*** Opening of Provided records ***

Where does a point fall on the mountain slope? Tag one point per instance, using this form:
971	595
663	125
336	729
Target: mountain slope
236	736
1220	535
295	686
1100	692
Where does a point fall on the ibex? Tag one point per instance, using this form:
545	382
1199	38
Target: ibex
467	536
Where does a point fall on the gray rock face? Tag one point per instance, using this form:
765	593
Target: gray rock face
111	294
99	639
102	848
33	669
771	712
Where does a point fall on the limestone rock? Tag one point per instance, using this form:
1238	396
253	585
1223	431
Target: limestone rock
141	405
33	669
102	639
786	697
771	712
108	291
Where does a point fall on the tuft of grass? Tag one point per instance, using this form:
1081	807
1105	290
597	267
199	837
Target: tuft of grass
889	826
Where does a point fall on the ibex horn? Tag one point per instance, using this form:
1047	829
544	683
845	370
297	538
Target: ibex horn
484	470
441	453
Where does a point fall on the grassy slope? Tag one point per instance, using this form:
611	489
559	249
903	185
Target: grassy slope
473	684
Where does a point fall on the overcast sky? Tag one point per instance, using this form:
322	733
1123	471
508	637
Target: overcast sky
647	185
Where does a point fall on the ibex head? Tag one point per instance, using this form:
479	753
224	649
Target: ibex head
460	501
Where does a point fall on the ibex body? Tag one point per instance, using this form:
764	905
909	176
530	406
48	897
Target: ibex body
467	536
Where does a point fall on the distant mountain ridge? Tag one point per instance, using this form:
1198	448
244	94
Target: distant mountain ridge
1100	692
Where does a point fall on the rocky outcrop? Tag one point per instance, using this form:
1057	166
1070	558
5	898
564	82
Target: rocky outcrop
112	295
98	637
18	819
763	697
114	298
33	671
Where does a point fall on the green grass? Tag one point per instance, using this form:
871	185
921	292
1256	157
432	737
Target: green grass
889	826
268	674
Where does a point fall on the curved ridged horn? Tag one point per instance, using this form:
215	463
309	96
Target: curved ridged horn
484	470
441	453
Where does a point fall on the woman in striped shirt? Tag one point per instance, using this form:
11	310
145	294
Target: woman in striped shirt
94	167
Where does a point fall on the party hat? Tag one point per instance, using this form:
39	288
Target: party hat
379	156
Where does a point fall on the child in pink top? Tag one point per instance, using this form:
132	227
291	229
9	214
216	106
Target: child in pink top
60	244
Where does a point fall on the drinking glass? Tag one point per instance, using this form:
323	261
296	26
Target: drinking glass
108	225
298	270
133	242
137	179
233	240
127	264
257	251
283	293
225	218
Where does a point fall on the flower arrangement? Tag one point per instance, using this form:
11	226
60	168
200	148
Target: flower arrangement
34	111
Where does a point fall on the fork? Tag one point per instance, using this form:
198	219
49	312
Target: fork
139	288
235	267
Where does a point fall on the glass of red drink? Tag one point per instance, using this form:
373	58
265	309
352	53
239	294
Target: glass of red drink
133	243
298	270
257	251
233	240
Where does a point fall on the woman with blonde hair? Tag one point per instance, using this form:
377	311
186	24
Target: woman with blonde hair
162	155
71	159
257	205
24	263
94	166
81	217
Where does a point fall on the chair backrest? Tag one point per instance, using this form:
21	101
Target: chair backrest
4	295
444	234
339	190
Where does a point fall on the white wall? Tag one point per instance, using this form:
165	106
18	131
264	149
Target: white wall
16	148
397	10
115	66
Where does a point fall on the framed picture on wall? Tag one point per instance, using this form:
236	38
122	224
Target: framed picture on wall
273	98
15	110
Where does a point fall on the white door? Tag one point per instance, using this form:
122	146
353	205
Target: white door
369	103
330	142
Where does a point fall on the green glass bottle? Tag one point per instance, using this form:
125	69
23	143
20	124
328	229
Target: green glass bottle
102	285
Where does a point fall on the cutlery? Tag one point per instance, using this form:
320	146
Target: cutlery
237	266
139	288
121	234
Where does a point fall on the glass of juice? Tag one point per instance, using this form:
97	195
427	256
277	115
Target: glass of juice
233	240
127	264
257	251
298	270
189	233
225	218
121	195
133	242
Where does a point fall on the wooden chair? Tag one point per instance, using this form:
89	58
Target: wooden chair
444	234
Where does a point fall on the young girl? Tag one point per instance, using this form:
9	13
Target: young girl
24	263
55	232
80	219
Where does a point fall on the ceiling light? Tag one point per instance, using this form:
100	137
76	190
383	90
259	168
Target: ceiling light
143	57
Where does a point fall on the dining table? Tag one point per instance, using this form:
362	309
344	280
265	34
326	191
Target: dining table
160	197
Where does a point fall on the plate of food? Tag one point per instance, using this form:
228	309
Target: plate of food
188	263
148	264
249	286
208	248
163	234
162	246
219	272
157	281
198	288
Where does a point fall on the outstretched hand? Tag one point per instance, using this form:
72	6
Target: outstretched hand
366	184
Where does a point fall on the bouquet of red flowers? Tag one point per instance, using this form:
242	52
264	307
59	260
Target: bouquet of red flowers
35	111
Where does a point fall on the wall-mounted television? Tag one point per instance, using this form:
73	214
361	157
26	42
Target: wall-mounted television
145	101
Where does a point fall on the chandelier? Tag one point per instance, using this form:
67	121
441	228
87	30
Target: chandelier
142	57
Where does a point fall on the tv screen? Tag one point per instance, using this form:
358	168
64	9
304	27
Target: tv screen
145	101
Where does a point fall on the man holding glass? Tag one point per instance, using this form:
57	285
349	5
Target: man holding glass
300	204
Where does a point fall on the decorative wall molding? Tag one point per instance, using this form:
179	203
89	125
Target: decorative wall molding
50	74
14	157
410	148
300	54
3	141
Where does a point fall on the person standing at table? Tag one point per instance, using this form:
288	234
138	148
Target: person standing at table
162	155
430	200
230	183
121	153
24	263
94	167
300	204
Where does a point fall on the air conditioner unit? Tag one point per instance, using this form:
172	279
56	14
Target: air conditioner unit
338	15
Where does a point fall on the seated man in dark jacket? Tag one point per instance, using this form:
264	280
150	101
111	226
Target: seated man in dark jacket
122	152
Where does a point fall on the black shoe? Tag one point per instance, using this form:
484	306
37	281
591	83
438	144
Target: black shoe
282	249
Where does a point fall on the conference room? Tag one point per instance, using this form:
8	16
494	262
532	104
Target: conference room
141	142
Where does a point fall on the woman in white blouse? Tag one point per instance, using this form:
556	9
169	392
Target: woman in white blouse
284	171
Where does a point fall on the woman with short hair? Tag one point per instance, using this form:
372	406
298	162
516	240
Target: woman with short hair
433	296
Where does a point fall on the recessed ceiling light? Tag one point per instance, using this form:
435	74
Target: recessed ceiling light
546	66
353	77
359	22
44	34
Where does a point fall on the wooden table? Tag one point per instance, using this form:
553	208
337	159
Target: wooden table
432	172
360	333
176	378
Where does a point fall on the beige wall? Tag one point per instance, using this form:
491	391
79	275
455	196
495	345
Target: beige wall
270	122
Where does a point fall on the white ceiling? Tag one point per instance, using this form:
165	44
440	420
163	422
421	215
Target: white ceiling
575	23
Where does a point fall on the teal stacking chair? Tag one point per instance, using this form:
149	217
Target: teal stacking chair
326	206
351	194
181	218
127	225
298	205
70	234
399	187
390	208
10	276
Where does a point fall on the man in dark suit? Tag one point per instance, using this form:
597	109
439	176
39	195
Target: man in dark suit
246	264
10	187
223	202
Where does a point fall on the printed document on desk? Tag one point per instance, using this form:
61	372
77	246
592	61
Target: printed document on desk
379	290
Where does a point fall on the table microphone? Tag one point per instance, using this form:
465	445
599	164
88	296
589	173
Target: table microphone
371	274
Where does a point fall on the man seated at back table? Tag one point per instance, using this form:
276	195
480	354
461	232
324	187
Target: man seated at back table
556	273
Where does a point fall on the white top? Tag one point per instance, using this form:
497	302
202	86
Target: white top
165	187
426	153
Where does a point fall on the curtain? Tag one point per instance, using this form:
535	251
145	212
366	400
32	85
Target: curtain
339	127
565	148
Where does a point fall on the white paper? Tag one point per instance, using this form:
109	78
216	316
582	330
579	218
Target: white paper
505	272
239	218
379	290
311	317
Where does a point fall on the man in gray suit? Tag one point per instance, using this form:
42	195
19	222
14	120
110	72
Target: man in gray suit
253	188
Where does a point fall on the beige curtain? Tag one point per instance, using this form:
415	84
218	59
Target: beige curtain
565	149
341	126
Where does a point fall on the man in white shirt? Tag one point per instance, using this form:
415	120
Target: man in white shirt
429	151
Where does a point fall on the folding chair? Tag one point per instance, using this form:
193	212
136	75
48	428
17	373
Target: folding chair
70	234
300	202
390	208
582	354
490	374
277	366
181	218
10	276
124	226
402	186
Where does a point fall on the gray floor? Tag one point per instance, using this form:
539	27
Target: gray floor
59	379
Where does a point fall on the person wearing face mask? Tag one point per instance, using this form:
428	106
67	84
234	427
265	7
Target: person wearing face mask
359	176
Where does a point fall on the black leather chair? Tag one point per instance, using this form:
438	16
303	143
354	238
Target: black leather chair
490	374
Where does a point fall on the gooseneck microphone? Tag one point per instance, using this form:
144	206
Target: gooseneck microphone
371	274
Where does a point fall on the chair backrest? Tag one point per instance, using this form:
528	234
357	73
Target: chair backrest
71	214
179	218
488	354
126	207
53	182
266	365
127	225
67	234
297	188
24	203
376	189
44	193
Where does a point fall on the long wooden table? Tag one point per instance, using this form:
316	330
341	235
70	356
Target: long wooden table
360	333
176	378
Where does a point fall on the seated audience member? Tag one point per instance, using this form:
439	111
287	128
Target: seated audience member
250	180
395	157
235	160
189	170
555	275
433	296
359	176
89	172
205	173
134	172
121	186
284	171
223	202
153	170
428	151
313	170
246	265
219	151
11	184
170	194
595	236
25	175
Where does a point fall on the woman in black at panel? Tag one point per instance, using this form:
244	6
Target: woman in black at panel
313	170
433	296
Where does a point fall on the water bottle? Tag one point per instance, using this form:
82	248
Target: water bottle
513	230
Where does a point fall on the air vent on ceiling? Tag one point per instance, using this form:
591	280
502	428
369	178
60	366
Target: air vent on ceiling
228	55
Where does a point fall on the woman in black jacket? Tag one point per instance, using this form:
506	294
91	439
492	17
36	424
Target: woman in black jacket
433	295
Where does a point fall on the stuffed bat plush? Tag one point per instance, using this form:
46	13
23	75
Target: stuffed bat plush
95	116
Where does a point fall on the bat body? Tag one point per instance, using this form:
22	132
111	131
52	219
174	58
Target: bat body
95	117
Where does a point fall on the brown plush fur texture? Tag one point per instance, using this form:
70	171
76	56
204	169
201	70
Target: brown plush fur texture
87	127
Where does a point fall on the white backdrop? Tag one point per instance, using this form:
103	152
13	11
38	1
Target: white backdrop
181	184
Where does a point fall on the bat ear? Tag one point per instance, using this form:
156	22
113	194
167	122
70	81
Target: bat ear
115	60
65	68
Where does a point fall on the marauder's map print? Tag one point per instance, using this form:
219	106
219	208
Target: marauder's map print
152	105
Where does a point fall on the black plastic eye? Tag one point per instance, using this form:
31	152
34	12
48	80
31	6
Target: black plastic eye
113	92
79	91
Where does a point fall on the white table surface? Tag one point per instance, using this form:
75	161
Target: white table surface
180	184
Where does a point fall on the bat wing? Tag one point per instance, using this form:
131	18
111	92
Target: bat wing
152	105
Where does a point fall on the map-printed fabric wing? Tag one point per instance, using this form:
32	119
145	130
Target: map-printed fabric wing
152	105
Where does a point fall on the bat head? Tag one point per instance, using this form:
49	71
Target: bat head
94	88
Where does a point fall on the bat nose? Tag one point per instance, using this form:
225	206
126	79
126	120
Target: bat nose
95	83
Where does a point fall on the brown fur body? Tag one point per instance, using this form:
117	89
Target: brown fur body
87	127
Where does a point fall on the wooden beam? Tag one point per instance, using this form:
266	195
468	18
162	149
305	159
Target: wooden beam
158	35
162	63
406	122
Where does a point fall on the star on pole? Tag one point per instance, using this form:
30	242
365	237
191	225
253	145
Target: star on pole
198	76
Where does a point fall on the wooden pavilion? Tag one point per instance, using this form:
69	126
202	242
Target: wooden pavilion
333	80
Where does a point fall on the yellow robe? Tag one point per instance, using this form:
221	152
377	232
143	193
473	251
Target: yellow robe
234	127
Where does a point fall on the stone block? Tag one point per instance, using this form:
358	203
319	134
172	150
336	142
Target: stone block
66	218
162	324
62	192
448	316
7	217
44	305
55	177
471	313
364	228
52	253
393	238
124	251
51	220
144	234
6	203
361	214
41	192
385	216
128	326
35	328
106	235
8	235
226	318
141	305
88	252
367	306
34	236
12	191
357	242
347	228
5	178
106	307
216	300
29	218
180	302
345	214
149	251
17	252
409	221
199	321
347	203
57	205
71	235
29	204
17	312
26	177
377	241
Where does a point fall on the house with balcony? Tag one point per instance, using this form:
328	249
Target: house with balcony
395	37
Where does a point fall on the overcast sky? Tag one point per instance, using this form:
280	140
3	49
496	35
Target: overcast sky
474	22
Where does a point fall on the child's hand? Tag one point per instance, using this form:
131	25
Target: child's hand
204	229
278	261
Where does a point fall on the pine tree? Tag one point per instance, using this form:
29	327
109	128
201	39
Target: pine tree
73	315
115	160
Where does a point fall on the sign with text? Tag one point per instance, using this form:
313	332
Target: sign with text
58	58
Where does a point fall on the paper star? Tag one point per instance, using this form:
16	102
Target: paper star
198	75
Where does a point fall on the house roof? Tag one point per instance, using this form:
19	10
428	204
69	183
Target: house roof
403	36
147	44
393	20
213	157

*** Close of Provided records ***

Work instruction: From the opening line of the data above through the line holding "Where does a point fall on the tuft", give every line again exactly as it stands.

Task result:
Where does a point fall on the mountain slope? Tag one point per instance, using this form:
971	595
663	125
336	729
Target: mountain slope
236	736
1220	535
295	686
1100	692
Where does a point fall on the ibex? Tag one point per instance, using this form:
545	382
1199	38
Target: ibex
467	536
Where does a point fall on the gray rock face? Tag one point per instance, using this form:
765	593
Target: gray rock face
111	294
99	639
102	848
33	669
771	712
Where does a point fall on the limestone rock? Tag one point per instance, using this form:
1238	396
253	585
1223	431
Target: limestone rock
141	405
33	669
102	639
786	697
771	712
108	291
Where does a point fall on the tuft of grass? Tag one point per instance, using this form:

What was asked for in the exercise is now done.